# [WHAT THE TASK ASKS]
Could you convert every line of the records below into a JSON list of strings, one string per line, with blank lines skipped and the pictures left out?

# [Location labeling records]
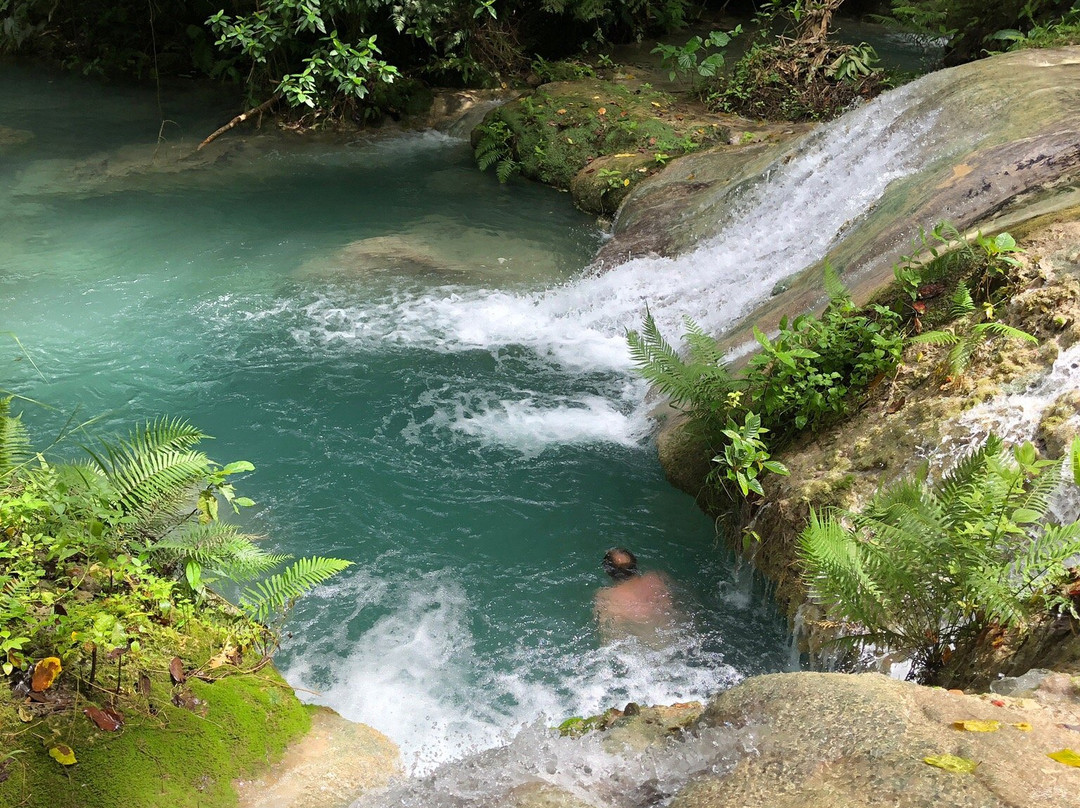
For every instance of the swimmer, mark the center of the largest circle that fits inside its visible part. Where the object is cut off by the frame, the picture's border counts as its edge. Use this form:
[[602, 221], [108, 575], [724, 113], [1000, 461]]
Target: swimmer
[[638, 603]]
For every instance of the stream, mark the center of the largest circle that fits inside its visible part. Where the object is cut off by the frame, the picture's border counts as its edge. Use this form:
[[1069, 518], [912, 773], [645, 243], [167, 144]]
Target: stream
[[402, 348]]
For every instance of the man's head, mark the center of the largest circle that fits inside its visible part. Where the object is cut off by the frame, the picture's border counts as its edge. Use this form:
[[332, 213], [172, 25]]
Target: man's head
[[620, 564]]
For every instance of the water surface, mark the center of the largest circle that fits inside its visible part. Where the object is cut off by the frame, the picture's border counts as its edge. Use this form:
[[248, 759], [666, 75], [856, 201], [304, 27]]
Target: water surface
[[370, 324]]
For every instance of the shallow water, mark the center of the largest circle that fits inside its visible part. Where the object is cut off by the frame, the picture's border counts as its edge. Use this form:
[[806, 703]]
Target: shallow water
[[369, 324]]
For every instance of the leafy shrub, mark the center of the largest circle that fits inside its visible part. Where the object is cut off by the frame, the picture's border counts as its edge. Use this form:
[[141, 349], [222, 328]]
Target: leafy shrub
[[112, 555], [812, 372], [927, 563]]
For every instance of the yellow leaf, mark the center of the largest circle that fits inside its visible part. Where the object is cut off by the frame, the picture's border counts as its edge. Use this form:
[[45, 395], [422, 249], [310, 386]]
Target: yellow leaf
[[1067, 756], [952, 763], [44, 673], [63, 755], [977, 726]]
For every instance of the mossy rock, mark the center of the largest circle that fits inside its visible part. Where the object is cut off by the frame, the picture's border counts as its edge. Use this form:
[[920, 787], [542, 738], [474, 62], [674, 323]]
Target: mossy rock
[[163, 756], [12, 137], [554, 133], [603, 185]]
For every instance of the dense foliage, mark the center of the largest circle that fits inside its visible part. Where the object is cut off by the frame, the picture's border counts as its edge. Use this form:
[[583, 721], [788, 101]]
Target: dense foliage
[[331, 54], [928, 562], [794, 69], [972, 28], [812, 372], [110, 557]]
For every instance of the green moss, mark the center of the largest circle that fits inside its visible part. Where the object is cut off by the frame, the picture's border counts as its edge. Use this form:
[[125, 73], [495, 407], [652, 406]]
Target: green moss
[[177, 757], [564, 126]]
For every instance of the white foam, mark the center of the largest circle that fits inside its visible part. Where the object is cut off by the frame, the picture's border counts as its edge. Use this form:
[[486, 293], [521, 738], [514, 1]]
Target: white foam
[[588, 767], [414, 673]]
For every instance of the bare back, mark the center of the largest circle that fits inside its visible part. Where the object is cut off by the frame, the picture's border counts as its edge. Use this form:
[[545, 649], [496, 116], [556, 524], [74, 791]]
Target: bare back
[[635, 606]]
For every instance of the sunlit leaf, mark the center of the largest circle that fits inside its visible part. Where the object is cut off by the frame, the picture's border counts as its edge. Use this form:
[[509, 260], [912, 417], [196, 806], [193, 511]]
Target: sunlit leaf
[[952, 763], [44, 673], [1066, 756], [63, 755], [108, 719], [977, 726]]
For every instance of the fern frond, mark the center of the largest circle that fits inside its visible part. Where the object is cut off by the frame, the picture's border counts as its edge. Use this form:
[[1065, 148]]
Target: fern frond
[[219, 548], [279, 591], [838, 294], [153, 469], [14, 441], [1001, 330], [961, 303], [934, 337]]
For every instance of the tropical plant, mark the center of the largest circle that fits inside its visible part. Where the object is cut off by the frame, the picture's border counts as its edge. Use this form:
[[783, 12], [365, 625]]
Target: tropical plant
[[746, 456], [701, 384], [966, 335], [814, 369], [700, 56], [928, 563]]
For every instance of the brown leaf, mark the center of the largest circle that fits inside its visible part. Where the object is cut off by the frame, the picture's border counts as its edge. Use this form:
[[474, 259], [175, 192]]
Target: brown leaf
[[44, 673], [176, 671], [108, 721]]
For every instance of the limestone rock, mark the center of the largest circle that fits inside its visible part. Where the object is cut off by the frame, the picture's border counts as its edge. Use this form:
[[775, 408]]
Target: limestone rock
[[328, 768], [841, 741]]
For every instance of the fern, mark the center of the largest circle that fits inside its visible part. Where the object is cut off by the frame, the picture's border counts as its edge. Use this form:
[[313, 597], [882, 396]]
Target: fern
[[14, 443], [154, 469], [277, 593], [218, 548], [967, 337], [920, 565]]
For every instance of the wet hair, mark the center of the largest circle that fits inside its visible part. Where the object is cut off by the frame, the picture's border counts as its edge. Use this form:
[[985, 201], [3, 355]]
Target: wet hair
[[620, 563]]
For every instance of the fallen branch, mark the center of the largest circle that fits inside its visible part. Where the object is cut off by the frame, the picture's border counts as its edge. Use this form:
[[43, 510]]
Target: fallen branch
[[240, 119]]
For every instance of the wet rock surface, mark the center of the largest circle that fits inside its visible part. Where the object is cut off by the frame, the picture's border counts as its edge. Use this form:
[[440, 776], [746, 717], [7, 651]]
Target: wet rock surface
[[837, 740], [328, 768]]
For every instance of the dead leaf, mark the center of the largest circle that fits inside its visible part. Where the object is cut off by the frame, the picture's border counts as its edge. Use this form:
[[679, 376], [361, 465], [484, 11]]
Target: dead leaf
[[63, 755], [44, 673], [176, 671], [1066, 756], [977, 726], [106, 721], [952, 763]]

# [REPLY TO THE EXERCISE]
[
  "For every instance of the swimmer, mark the center of the largest circle that fits inside its visible part. Where the object is cut off by the frame, the picture's border counts as its edge. Use this form:",
  "[[602, 221], [108, 575], [724, 113], [1000, 461]]",
  "Target: swimmer",
  "[[638, 603]]",
  "For every instance of the stream, mark the center of the largest circle that fits inside its visible part. Where the object is cut off by the frame, the picture's border counts as its edge. Use this form:",
  "[[1069, 518], [912, 773], [645, 243], [167, 144]]",
  "Target: stream",
  "[[402, 348]]",
  "For every instance of the man's head, mark the center of the largest circle that fits inside its visible part. Where the object is cut off by the frame, the picture's border counts as its edge. Use this form:",
  "[[332, 213], [172, 25]]",
  "Target: man's head",
  "[[620, 564]]",
  "For every instance of the water surface, mark the center of the largest circle that fits inside its visible part. Where the object is cut off by the frame, the picture's border counts as its edge. Use this form:",
  "[[248, 759], [666, 75], [856, 201], [304, 27]]",
  "Target: water surface",
  "[[370, 324]]",
  "For every instance of the shallow water, mark the center of the largest circle that fits inside its visible part. Where the object is cut off by the frame, the picture's border counts as its edge. Use this form:",
  "[[806, 703]]",
  "Target: shallow water",
  "[[369, 324]]",
  "For every instance of the leafy shrub, mark the center of the largest circle that fits inside its visible part. Where the object is cut off by the frame, the picture's border counts as its edge. Use this form:",
  "[[141, 349], [222, 328]]",
  "Target: leafy shrub",
  "[[112, 555], [812, 372], [927, 563]]",
  "For every instance of the yellow leaf, mark the center of the largest circle that fits inside its visible part. Where the object is cut off by the frame, the picture's border counts as its edge. Use this form:",
  "[[45, 395], [422, 249], [310, 386]]",
  "Target: yellow leaf",
  "[[1067, 756], [952, 763], [44, 673], [63, 755], [977, 726]]",
  "For every instance of the mossy rock, mark the center of the largest circle that fits inside its visible part. Where the object is cut off by the frame, the picture's border counts as its edge. Use this form:",
  "[[920, 787], [542, 738], [474, 62], [674, 323]]",
  "Target: mossy rock",
  "[[163, 756], [12, 137], [554, 133], [603, 185]]",
  "For every instance of the dense foliage, mark the center of the largest circle that fits inside its visible part. Where the object is cut off by the frame, the picture's border counts as its edge. Use this form:",
  "[[583, 721], [788, 101]]",
  "Target: dense foliage",
  "[[331, 54], [928, 562], [794, 69], [972, 28], [812, 372], [110, 557]]",
  "For every instance of the green moss, mark the center of the largest circle that fits inside its visible part. Where the object is cut off by the frame, the picture's border counts as its edge. Use this form:",
  "[[125, 73], [495, 407], [652, 406]]",
  "Target: green moss",
  "[[177, 757], [564, 126]]",
  "For every instance of the white foam, mark the center of the largest circle that fits inside its visible part. Where the object is cut off by the frame, the picture's border counts as its edge. Use this form:",
  "[[486, 293], [521, 738], [514, 1]]",
  "Target: white foam",
  "[[588, 767], [414, 673]]",
  "For every instance of the bare back, mark the center of the largest circle that fits inside its visible part. Where the object is cut off by the frame, the picture's border counts as its edge. Use this form:",
  "[[545, 649], [496, 116], [556, 524], [74, 791]]",
  "Target: bare back",
  "[[635, 606]]",
  "For every instance of the sunlit leaf, mark the center of the largest circle that fits inside its visible part. Where the object is cut off by the frame, the picture's border counts as its edge. Use this form:",
  "[[509, 260], [912, 417], [196, 806], [193, 511]]",
  "Target: sunlit leaf",
  "[[952, 763], [44, 673], [1066, 756], [63, 755], [108, 719], [977, 726]]",
  "For every instance of the fern frond, mark the center of the largest circle that fits inside its visible part. Where the object is cut off by the frame, the picture's border counts as its edge. Use this form:",
  "[[1065, 148]]",
  "Target: fern frond",
  "[[219, 548], [279, 591], [838, 294], [153, 469], [14, 441], [1001, 330], [961, 303], [934, 337]]",
  "For every instance of the tropical plant, mark the center of the largest circle that fits inside its visible part. Where the object is cut off by the frame, the picture's border counts as its edge. Use this form:",
  "[[783, 12], [365, 625]]",
  "Target: tropical plant",
  "[[746, 456], [701, 384], [966, 335], [814, 369], [700, 56], [928, 563]]",
  "For every instance of the brown leaf, mark the center of the largest circle that fits inside its visible part. Where the object is cut off by the frame, the picture's border counts as its edge. Use this form:",
  "[[474, 259], [175, 192]]",
  "Target: brown leaf",
  "[[44, 673], [176, 671], [108, 721]]",
  "For every instance of the limestone rock, mark the center of the largest circle that fits inside its visible part. Where the object is cut off by the frame, the picture's border counts as its edge. Use this form:",
  "[[775, 408]]",
  "Target: limestone rock",
  "[[328, 768], [841, 741]]",
  "For every instance of the fern, mark the center of the largest circle that fits inside its visible part. Where the object is cut off by the frame, the picture's border counts as its edge. Use this form:",
  "[[313, 597], [882, 396]]",
  "Target: fern",
  "[[14, 443], [154, 469], [277, 593], [218, 548], [967, 337], [920, 565]]",
  "For every instance of the wet hair, mark the center of the largest circle that fits inside its visible part. Where the object is cut off by the frame, the picture's border counts as its edge. Use this form:",
  "[[985, 201], [3, 355]]",
  "Target: wet hair",
  "[[620, 563]]",
  "For every instance of the fallen branch, mark the center of the largest circle that fits inside its visible part. Where the object is cut off by the frame, the picture's border counts as its edge. Use this form:",
  "[[43, 510]]",
  "Target: fallen branch",
  "[[240, 119]]",
  "For every instance of the wet rock surface, mark the center of the largest circle that fits inside its visible part. Where the object is cut off by the frame, the picture's border counts as its edge. Use this form:",
  "[[440, 776], [746, 717], [7, 651]]",
  "Target: wet rock surface",
  "[[837, 740], [328, 768]]",
  "For every instance of the dead leaf, mark the center of the largest circle that fits inside its visible part. Where the object is cut off by the frame, the picture's border counts as its edge. Use this form:",
  "[[679, 376], [361, 465], [484, 11]]",
  "Target: dead leaf",
  "[[63, 755], [44, 673], [176, 671], [1066, 756], [977, 726], [106, 721], [952, 763]]"
]